— START —

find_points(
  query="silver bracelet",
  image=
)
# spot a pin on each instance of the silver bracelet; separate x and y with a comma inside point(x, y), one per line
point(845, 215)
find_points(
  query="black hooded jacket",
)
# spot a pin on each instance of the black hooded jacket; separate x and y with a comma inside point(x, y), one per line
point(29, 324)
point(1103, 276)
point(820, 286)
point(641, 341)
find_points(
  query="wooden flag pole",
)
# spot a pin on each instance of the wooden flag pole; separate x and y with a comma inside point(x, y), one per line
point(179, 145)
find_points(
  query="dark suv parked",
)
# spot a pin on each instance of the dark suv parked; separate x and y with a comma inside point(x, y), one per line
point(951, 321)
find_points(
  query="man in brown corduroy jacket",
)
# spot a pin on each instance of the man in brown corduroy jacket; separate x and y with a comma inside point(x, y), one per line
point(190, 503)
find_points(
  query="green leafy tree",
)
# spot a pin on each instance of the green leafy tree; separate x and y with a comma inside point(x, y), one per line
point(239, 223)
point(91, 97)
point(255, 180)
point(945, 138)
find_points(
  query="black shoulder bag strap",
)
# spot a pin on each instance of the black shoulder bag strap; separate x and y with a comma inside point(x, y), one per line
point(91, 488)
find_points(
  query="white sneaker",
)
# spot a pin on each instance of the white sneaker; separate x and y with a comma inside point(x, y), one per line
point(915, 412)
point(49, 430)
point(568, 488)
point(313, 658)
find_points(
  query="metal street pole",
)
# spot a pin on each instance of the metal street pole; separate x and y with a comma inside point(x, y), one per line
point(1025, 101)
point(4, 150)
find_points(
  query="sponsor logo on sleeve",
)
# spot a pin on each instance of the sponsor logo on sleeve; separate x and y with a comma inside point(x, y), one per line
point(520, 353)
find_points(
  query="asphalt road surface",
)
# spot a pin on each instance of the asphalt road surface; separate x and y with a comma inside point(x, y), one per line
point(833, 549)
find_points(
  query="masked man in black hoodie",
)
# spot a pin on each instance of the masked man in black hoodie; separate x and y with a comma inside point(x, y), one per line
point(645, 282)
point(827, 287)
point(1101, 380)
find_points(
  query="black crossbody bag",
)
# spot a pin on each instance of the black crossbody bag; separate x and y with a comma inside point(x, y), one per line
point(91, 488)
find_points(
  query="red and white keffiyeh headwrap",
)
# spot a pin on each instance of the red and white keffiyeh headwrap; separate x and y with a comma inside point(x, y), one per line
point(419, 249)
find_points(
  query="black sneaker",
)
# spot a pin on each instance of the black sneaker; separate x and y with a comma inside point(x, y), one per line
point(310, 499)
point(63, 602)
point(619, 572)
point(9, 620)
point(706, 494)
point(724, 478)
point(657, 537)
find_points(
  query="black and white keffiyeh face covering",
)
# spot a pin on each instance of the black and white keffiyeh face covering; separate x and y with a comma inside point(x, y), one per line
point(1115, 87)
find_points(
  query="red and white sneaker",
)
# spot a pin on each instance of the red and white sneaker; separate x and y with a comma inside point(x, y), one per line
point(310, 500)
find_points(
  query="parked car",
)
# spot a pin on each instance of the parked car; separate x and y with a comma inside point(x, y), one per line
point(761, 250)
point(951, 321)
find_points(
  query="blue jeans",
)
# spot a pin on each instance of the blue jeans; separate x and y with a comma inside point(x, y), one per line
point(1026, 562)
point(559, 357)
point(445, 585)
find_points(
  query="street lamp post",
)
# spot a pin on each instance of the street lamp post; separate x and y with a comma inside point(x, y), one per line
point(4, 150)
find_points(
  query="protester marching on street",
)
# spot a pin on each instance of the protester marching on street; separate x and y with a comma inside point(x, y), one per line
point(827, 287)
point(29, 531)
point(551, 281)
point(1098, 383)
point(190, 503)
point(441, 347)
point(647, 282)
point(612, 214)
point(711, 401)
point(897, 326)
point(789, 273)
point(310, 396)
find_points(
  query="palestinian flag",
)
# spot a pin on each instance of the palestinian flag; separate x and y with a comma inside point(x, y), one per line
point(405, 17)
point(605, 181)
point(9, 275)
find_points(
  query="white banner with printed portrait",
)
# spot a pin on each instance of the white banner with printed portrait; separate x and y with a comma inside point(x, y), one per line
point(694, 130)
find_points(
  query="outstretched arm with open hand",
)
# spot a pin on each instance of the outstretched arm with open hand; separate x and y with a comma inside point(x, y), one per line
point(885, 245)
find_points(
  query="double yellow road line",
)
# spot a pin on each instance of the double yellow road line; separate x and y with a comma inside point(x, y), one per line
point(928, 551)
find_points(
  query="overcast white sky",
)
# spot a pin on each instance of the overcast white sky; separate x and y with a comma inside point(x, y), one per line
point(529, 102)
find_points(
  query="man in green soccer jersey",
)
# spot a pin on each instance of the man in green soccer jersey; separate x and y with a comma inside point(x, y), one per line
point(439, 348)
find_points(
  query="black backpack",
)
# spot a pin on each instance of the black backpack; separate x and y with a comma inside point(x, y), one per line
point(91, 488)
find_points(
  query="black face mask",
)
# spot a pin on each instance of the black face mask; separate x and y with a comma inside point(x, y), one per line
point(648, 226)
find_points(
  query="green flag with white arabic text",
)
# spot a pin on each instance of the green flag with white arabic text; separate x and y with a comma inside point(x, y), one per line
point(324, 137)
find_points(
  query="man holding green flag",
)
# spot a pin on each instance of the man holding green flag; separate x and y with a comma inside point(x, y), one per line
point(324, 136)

— END —

### EXERCISE AIM
Please output the entries above, every line exactly as it reads.

### WORKED ANSWER
find_points(
  query="silver bracelet",
  image=
)
# spot a pin on each instance of the silver bracelet; separate x and y with a comma inside point(x, y), one per line
point(845, 215)
find_points(
  query="black hooded jacket",
)
# spot a pin on each instance of the black hooded jacket; separate x and y with a comma inside point(x, y), one per line
point(29, 324)
point(1103, 276)
point(820, 286)
point(641, 341)
find_points(
  query="wooden flag pole",
)
# spot a pin on each instance of the wooden flag pole; separate x and y with a comma inside point(x, y), one per line
point(179, 145)
find_points(
  query="dark suv parked",
)
# spot a pin on each instance of the dark suv parked; separate x and y with a comma inside point(x, y), one per line
point(951, 321)
find_points(
  query="man in brown corduroy jacket",
)
# spot a pin on each instance of the man in brown corduroy jacket; separate x and y with a comma inside point(x, y), one per line
point(190, 503)
find_points(
  query="green leafy tree",
)
# spot a pin on each instance of the green leafy tree; separate x and y with a comma inside point(x, y), one per line
point(239, 223)
point(91, 97)
point(255, 180)
point(945, 138)
find_points(
  query="black shoulder bag strap",
)
# spot a pin on each instance of the black shoulder bag strap; separate x and y with a comma inside point(x, y), one per line
point(91, 488)
find_points(
  query="white sneaker",
)
# spot a pin on each instance of the white sneaker; separate x and y with a comma inside point(x, y), one per line
point(915, 412)
point(49, 430)
point(568, 488)
point(313, 658)
find_points(
  query="metal street pole",
)
# spot a pin on each instance of the metal street pole; separate x and y with a comma inside point(x, y), one per line
point(1025, 101)
point(4, 150)
find_points(
  query="sponsor logo on sleeve",
)
# spot a pin on each instance of the sponsor logo on sleeve; separate x and y with a comma inside point(x, y), one per line
point(520, 353)
find_points(
  query="asphalt road surface",
)
# spot a pin on each instance of the asphalt road surface; separate x and y with a comma inside point(x, y), one per line
point(833, 549)
find_points(
  query="masked man in black hoodie",
)
# spot a pin on each instance of the masked man in black hoodie; separate x and y with a comma inside point(x, y), one per line
point(645, 282)
point(827, 287)
point(1101, 380)
find_points(
  query="black crossbody bag",
)
# spot a pin on each instance of the black crossbody bag; separate x and y with a comma inside point(x, y), one per line
point(91, 488)
find_points(
  query="red and white keffiyeh headwrap",
)
# spot a pin on each instance of the red and white keffiyeh headwrap; separate x and y with a comma inside point(x, y), one per line
point(419, 249)
find_points(
  query="black sneaker",
)
# spot a pin on each instance of the black sneaker; separate x and y with a comma inside point(x, y), one per line
point(310, 499)
point(63, 602)
point(619, 572)
point(9, 620)
point(706, 494)
point(724, 478)
point(657, 537)
find_points(
  query="black and white keffiyeh face covering",
)
# spot a pin on each instance of the black and white keffiyeh face covering; separate x and y with a comma inside point(x, y), one per line
point(1115, 87)
find_points(
  query="red and white sneaker",
)
# spot a pin on each instance of the red and white sneaker; separate x and y with a comma inside point(x, y), one per line
point(310, 500)
find_points(
  query="parked car",
)
# spot a pin on each instance of the parked car; separate x and y with a comma inside point(x, y), one per line
point(761, 250)
point(951, 321)
find_points(
  query="blue jeans",
)
# spot a pin on each instance of the blue jeans; separate x and y with a comma inside point(x, y), one per line
point(1026, 562)
point(559, 357)
point(445, 585)
find_points(
  query="street lamp post",
)
# spot a pin on each instance of the street lamp post; separate x and y with a comma inside point(x, y), one per line
point(4, 150)
find_points(
  query="protester marching on street",
)
# spot a pin on each instance of the protester marching on street; separate x and y with a comma inside point(x, y), one per line
point(827, 287)
point(29, 531)
point(551, 281)
point(1098, 383)
point(190, 503)
point(441, 347)
point(647, 282)
point(612, 214)
point(711, 401)
point(897, 326)
point(789, 273)
point(310, 396)
find_points(
  query="palestinian flag",
)
# spot a pin on each instance of the palestinian flag; separate x and y with a comma inside point(x, y), one per line
point(405, 17)
point(605, 181)
point(9, 275)
find_points(
  query="white banner with printed portrait",
)
# spot a pin on each instance of the white banner with printed portrait; separate x and y with a comma inside point(x, y), one per line
point(694, 130)
find_points(
  query="outstretched arm with open hand",
)
# spot a pin on each instance of the outstretched arm with open hand; separate x and y with a comma inside point(x, y), one per line
point(885, 245)
find_points(
  query="double yellow road line",
)
# spot a pin on each instance of the double yellow road line; separate x and y with a comma inside point(x, y), one per line
point(928, 551)
find_points(
  query="overcast white sky",
)
# spot a pin on each instance of the overcast white sky; separate x and y with a comma inside point(x, y), one per line
point(529, 102)
find_points(
  query="man in green soccer jersey",
)
# spot a pin on each instance of the man in green soccer jersey; separate x and y with a comma inside point(x, y), one per line
point(439, 348)
find_points(
  query="black backpack",
)
# spot a pin on each instance of the black backpack; separate x and y with a comma inside point(x, y), one per line
point(91, 488)
find_points(
  query="black face mask",
)
# spot a pin on each instance of the black face mask; separate x and y with a comma inside point(x, y), one per line
point(648, 226)
find_points(
  query="green flag with white arabic text",
)
# spot a pin on each instance of the green flag with white arabic text; separate x and y with a comma inside point(x, y), one per line
point(324, 137)
find_points(
  query="man holding green flag",
)
# spot a pin on each instance of the man holding green flag; separate x and y with a comma inside point(x, y), one per line
point(324, 136)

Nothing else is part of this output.